REQUIREMENT:
Word for word, reproduce the listing that follows, excluding any pictures it contains.

PROVIDED RECORDS:
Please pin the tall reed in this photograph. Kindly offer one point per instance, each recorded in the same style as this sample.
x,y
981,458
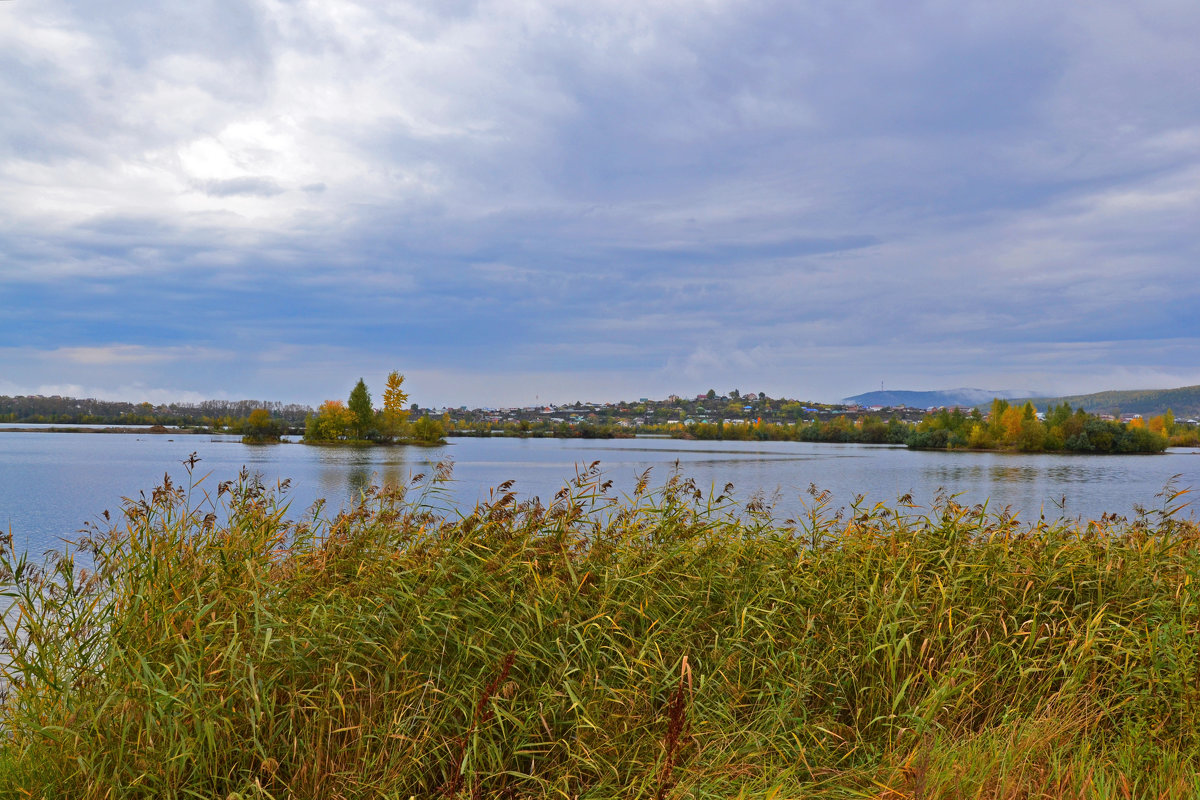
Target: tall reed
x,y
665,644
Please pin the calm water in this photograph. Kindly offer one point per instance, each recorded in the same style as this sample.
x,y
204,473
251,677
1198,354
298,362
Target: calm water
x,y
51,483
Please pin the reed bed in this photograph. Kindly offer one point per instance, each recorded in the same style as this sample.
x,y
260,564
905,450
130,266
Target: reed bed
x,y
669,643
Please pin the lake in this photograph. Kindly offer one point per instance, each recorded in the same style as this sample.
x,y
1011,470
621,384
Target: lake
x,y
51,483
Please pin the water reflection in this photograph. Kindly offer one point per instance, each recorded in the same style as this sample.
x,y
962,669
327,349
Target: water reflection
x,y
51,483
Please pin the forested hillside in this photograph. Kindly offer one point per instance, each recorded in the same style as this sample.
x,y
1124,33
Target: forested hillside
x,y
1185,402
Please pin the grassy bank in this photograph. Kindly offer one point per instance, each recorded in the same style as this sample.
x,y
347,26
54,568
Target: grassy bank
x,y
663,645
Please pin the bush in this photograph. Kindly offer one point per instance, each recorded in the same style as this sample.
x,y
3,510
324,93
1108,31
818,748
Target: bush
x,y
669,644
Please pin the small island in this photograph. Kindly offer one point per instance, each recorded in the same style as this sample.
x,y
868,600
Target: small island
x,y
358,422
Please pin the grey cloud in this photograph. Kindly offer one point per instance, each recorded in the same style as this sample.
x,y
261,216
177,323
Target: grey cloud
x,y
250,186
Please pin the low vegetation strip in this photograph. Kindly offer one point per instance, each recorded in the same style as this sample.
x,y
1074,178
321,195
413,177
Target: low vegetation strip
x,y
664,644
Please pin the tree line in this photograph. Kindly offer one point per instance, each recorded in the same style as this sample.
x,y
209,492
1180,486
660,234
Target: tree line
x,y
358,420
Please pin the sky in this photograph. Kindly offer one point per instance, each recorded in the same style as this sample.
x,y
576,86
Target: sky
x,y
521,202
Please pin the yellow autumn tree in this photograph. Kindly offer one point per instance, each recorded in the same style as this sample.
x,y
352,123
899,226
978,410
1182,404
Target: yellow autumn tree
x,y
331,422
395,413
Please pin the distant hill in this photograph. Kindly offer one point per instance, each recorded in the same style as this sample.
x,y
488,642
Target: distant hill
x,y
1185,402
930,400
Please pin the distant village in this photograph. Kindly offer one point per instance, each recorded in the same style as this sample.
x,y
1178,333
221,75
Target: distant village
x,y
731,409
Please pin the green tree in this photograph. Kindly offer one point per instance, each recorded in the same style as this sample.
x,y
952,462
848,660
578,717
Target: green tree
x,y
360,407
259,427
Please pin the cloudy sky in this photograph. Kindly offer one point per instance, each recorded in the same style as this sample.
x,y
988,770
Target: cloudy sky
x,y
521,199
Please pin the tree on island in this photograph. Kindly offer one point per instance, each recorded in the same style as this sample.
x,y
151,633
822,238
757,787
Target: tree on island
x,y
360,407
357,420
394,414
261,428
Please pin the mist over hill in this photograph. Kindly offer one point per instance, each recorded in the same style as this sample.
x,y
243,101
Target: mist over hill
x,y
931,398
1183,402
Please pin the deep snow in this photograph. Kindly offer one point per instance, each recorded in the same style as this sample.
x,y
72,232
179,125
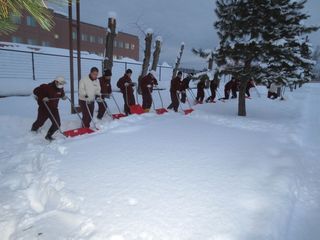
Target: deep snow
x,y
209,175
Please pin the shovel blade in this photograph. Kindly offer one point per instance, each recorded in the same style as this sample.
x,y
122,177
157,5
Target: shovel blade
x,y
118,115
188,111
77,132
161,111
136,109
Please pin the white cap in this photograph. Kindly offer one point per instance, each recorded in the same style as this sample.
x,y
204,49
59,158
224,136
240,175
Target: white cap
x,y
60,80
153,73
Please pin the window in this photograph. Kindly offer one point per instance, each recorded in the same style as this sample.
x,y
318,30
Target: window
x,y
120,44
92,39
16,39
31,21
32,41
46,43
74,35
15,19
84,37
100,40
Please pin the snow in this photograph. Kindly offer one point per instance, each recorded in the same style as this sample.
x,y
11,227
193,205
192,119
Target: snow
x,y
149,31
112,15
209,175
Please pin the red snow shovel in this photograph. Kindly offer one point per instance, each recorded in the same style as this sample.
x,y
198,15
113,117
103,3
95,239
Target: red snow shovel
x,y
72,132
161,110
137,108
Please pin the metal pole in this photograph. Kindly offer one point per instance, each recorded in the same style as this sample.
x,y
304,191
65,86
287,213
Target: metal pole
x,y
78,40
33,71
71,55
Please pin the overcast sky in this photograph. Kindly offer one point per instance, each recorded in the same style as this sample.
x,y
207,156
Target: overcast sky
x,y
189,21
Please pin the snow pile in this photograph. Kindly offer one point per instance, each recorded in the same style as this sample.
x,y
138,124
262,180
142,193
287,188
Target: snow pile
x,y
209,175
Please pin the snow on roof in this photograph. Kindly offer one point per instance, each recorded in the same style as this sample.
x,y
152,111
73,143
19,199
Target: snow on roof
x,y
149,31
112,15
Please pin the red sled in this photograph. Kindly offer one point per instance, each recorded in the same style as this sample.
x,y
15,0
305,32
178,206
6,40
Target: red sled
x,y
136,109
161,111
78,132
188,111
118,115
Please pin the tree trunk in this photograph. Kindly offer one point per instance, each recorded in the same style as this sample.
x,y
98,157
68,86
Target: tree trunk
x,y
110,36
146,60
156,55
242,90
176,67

YOUR RESPONSE:
Please pin the tall reed in this photograph. Kindly offer one point per instance, each recorded in the same style as this sample.
x,y
981,458
Target: tall reed
x,y
665,644
Please pin the calm water in this photograph. Kindly offer one point per instance, each recorded in the same style as this sample.
x,y
204,473
251,677
1198,354
298,362
Target: calm water
x,y
51,483
Please pin the reed bed in this photograph. Kindly offer one point per instance, each recorded in the same style as this sample.
x,y
260,564
905,450
130,266
Target: reed bed
x,y
669,643
Please pin the lake in this photograph. Kindly offer one point per instance, each recorded in the same style as this sample.
x,y
1011,470
621,384
Target: lake
x,y
51,483
Please pin the water reflection in this photograph. Kindly offer one point per instance, each recorded in the same style as this sample.
x,y
962,669
327,349
Target: water reflection
x,y
51,483
Please pin the forested hillside in this photograph. Kindly offer one point per instance, each recorded in the same style as this sample.
x,y
1124,33
Target: forested hillside
x,y
1185,402
Please pin the grassy bank in this photograph. Kindly offer one point per instance, each recorded in the same style as this sample.
x,y
347,26
54,568
Target: grassy bank
x,y
663,645
Please pin the bush in this photograph. Kindly offer one point per instance, each recorded in the same style as this sample.
x,y
3,510
324,93
1108,31
818,748
Target: bush
x,y
669,644
Please pin the small island in this photograph. Kindly offer one point per instance, each recorded in the same style as this sample.
x,y
868,600
Target: small island
x,y
358,422
Please pin the grey cloud in this photograph. Kindly offer one point per instance, each recorded in the same style as this sample.
x,y
261,216
177,323
Target: grey cloud
x,y
250,186
Please pin the low vegetation strip in this photograph. Kindly offer one point per instance, each recorded in the same style as this sample.
x,y
1074,178
321,195
413,177
Target: low vegetation strip
x,y
664,644
Please pin the tree line in this photograph. Kindly offer one point per instance, each recorded in the same style as this sample.
x,y
209,492
1180,486
660,234
Target: tree line
x,y
358,420
Please pin the sky in this photograph. Kindly offer one point per instance, each recorded in the same style as this sample.
x,y
576,86
Target: sky
x,y
521,202
Please pin the yellow autumn tree in this photograph. Kindly offer one point per instance, each recorded in the same style as this sample.
x,y
352,123
899,226
978,410
1182,404
Target: yellow autumn tree
x,y
331,422
395,413
Please pin the distant hill in this photograph. Kindly offer one point per instance, each recorded in the same style as this sample.
x,y
488,642
Target: distant hill
x,y
1185,402
930,400
Please pin the distant village in this photograph. Kindly offer one point per instance, each recorded in the same style as this sample.
x,y
1178,333
221,75
Target: distant village
x,y
731,409
Please pin the green tree in this photograph. Kindly offer one point per instance, each recorded in the same style as this sample.
x,y
952,462
848,660
578,717
Target: green tree
x,y
360,407
259,427
Please pin the cloudy sky in this photograph. Kindly offer one point per instance, each recorded in the same style as this sample.
x,y
988,770
Target: cloudy sky
x,y
521,199
Please pin the tree on island in this photograph. Kindly offer one point per instance, each recorded in the same style as this sample.
x,y
151,633
822,238
757,787
Target: tree on island
x,y
360,407
357,420
394,414
261,428
Please pin the mist over hill in this photograph. Kindly offer one point per instance, each recorded in the same style as this sample.
x,y
243,101
Target: mist over hill
x,y
931,398
1183,402
Please pin the deep snow in this photograph. Kindly offer one point per instance, each recorded in the same style as this sample.
x,y
72,232
179,125
Target: deep snow
x,y
209,175
Please pin the shovel blade in this photograph. Kindly offer one point per instance, each recorded in the same style as this sample.
x,y
122,177
157,5
Target: shovel blade
x,y
118,115
188,111
77,132
161,111
136,109
Please pin the white cap in this photograph. Kindly offer one point per instance, each recorded in the same style as this sample.
x,y
204,49
59,158
224,136
240,175
Target: white cap
x,y
60,80
153,73
Please pin the window in this photograph. Kindly offer one point per instance, each recorded in the same style as this sample.
x,y
318,30
Target: window
x,y
120,44
92,39
16,39
31,21
32,41
46,43
74,35
15,19
84,37
100,40
Please pin the snow in this photograph. Kindly offer one point per instance, each recorded in the same style as this sample.
x,y
11,227
193,205
192,119
Target: snow
x,y
149,31
112,15
209,175
Please pin the red snow shovel in this photograph. Kindly offer one point per instance, each recorded in the same style as this sample.
x,y
198,15
113,117
103,3
95,239
Target: red snow shovel
x,y
72,132
161,110
137,108
Please pin the metal pole in this photograph. Kindly offer one point per instance, each recorded in the same style as this sample.
x,y
304,191
65,86
287,213
Target: metal pole
x,y
78,40
33,71
71,55
Please pin the overcast sky in this photograph. Kindly offer one point per instance, each recorded in the same style as this sample.
x,y
207,156
Target: overcast sky
x,y
189,21
Please pin the snow pile in this photograph. Kindly offer one point per instance, each recorded in the same style as this sample.
x,y
138,124
262,180
142,193
287,188
Target: snow pile
x,y
209,175
Please pin the snow on roof in this photograph. Kindly offer one point per instance, each recorded in the same style as this sample.
x,y
152,111
73,143
19,199
Target: snow on roof
x,y
149,31
112,15
Please pin the red sled in this photograph. Kindly offer one point per instance, each recorded in the same style as this sample.
x,y
15,0
305,32
178,206
6,40
Target: red sled
x,y
136,109
161,111
78,132
188,111
118,115
Please pin the tree trunk in this photograph. Kindly offer one point per instance, each recorded in the same style as this sample.
x,y
98,157
68,86
Target: tree trunk
x,y
110,36
146,60
156,55
242,90
176,67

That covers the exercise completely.